## TRECHO DA PÁGINA
---

Ciência de Garagem

Um blog sobre ciência em geral e matemática em particular

quinta-feira, março 09, 2017

O infinito: uma breve abordagem

Pirâmides de Sierpinski. Esta estrutura é um fractal formado por triângulos equiláteros que podem replicar-se no mesmo padrão infinitamente.
O infinito suscita variadas interpretações. Para o pintor renascentista, o infinito está nos pontos de fuga de suas telas, dando a sensação de uma distância infinita ao observador, e servem para retratar realisticamente o espaço, as distâncias e os objetos de um determinado ponto de vista.

---

Registros

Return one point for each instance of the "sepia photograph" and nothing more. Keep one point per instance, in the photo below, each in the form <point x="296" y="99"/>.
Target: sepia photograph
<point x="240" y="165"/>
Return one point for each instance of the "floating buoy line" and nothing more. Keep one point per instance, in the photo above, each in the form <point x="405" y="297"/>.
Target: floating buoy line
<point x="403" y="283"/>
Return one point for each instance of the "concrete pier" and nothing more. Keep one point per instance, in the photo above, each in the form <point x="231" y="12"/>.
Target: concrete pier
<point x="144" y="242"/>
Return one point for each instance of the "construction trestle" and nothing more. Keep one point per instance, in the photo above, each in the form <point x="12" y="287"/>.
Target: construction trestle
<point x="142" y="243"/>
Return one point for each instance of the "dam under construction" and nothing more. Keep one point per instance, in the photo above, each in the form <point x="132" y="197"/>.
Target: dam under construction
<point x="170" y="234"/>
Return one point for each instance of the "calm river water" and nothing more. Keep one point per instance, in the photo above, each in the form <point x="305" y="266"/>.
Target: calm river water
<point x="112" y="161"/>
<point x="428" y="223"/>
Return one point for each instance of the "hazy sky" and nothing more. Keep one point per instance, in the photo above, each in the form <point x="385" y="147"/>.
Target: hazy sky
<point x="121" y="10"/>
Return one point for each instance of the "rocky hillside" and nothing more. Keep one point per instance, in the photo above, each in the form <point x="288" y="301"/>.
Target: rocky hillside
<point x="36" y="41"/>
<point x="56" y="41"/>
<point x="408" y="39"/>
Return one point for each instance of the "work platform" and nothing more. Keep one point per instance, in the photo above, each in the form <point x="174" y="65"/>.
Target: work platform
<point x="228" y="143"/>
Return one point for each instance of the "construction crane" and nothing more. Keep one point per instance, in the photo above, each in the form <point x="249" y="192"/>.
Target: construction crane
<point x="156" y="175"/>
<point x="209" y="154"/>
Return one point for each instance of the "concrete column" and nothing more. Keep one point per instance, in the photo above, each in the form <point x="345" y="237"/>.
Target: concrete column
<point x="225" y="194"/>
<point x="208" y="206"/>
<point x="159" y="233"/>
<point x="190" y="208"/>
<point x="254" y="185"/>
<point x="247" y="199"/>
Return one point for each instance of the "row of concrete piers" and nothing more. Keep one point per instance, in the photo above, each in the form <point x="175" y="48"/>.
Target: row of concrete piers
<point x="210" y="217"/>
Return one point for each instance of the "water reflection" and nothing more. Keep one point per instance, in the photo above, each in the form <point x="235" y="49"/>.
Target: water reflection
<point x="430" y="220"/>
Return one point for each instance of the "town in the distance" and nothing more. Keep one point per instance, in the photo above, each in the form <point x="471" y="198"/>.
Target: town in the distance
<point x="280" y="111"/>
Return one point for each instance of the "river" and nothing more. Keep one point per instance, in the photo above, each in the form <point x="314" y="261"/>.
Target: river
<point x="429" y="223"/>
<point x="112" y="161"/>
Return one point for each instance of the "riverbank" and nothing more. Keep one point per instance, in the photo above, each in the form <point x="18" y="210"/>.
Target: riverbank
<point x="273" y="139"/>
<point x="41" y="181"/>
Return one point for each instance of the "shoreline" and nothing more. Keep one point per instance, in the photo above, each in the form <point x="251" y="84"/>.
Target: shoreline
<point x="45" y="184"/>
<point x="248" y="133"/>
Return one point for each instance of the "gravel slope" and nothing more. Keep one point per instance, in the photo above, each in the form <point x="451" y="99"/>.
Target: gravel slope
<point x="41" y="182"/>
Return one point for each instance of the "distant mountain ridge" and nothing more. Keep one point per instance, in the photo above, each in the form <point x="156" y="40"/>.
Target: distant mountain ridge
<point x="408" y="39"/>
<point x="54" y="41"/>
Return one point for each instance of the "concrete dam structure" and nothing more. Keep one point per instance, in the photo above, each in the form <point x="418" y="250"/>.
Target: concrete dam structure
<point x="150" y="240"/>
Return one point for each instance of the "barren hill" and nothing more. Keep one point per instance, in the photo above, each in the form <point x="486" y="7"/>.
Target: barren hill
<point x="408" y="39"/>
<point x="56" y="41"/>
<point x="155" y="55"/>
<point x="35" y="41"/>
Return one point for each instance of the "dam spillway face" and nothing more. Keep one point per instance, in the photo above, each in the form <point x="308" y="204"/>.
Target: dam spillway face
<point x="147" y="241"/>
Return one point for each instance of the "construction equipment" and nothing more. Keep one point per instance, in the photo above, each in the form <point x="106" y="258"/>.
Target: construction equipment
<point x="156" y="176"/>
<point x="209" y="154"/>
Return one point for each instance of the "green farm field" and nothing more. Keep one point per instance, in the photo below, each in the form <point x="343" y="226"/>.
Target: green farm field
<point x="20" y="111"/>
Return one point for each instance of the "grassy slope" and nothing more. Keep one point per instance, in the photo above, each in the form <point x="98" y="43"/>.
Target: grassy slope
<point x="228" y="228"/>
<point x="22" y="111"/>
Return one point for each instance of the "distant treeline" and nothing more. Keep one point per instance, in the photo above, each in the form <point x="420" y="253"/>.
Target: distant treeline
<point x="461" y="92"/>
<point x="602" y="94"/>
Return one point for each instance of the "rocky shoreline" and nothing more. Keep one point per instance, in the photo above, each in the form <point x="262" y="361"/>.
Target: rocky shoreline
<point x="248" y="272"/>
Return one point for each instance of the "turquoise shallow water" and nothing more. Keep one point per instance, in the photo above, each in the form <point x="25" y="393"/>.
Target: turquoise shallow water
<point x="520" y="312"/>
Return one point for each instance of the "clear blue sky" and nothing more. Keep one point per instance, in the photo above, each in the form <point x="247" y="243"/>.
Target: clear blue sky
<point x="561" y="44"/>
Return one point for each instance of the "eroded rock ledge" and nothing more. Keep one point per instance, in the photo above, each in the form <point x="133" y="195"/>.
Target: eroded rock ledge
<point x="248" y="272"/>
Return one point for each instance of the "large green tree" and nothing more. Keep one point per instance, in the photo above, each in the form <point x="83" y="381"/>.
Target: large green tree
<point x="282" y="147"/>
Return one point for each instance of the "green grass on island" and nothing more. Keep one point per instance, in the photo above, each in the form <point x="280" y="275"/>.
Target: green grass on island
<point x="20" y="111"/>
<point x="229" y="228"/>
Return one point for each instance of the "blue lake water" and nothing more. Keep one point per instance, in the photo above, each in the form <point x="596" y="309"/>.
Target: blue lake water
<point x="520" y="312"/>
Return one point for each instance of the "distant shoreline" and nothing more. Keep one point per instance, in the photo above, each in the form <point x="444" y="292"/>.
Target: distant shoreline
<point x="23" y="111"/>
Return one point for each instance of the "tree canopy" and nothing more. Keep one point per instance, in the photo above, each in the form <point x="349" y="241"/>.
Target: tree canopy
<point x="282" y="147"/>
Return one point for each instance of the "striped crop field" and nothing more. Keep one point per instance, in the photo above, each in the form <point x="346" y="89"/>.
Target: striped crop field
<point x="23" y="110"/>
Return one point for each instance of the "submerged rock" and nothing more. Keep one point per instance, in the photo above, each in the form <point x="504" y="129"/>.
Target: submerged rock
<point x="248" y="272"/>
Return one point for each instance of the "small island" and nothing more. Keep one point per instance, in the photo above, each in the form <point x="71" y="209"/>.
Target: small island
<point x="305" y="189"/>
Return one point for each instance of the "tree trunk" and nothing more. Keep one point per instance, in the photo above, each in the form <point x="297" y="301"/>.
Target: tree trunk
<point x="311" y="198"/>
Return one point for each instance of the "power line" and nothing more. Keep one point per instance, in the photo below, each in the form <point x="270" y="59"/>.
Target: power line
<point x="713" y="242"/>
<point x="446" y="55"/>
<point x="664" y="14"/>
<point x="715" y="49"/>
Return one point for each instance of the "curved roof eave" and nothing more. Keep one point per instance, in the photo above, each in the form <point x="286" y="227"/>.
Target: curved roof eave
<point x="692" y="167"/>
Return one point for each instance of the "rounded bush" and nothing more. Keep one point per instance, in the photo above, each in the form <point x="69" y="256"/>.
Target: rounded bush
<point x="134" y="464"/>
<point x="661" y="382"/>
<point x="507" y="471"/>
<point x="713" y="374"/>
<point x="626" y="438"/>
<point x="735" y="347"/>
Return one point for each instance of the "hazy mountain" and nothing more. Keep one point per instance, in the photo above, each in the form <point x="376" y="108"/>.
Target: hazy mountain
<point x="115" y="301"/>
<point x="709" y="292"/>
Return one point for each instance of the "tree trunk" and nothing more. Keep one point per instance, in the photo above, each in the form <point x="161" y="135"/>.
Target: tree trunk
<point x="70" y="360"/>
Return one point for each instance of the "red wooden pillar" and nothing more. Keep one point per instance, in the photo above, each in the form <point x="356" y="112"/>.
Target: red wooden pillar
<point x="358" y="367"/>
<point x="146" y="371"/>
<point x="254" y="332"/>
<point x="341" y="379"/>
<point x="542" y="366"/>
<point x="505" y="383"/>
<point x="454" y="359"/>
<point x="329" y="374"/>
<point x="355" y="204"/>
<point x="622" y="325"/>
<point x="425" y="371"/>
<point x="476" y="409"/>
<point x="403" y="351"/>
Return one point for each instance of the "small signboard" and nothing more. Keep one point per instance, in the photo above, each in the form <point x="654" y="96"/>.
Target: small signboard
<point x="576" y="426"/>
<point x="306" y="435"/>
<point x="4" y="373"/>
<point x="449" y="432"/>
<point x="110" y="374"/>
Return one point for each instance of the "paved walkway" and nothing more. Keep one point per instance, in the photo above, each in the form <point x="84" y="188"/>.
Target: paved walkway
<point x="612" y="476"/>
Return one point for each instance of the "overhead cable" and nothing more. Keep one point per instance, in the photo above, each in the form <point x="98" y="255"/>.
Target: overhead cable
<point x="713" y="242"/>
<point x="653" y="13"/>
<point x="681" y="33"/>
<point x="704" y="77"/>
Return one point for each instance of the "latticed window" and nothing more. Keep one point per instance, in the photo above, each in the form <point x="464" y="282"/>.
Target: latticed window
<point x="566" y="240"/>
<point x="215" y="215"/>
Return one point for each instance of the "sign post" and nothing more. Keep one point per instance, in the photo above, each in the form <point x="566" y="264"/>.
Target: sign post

---

## TAREFA CURTA A
De acordo com o texto sobre o infinito, que tipo de triângulo forma as pirâmides de Sierpinski?
## TAREFA CURTA B
Dê prosseguimento ao texto sobre o infinito a partir da última frase apresentada.

## RESULTADO DA TAREFA A
Triângulos equiláteros.

## RESULTADO DA TAREFA B
Técnica da aplicação dos pontos de fuga, obra de Hans Vredeman de Vries, de 1.608
Para os místicos, por outro lado, o infinito pode significar Deus ou o Absoluto, e para os filósofos estar relacionado com a eternidade. Já para o trovador medieval, infinito são o amor por sua donzela e a dor de não ser correspondido. Porém, é na matemática que o infinito está mais intimamente relacionado e foram os matemáticos que deram as maiores contribuições para sua compreensão. Iniciando nossa caminhada pela história rumo ao infinito, vejamos como povos antigos lidavam com esse tema, partindo da civilização maia.


Os maias foram não somente grandes matemáticos, mas também astrônomos brilhantes, a ponto de criarem um calendário − conhecido também como 'roda calendárica' – que, baseado em seu sistema numérico vigesimal, permitia-lhes calcular o tempo com grande precisão; de fato uma de suas maiores realizações na astronomia. Os maias creditavam à divindade Itzamna o ensinamento do sistema de calendários, junto com a escrita e outros aspectos de sua cultura.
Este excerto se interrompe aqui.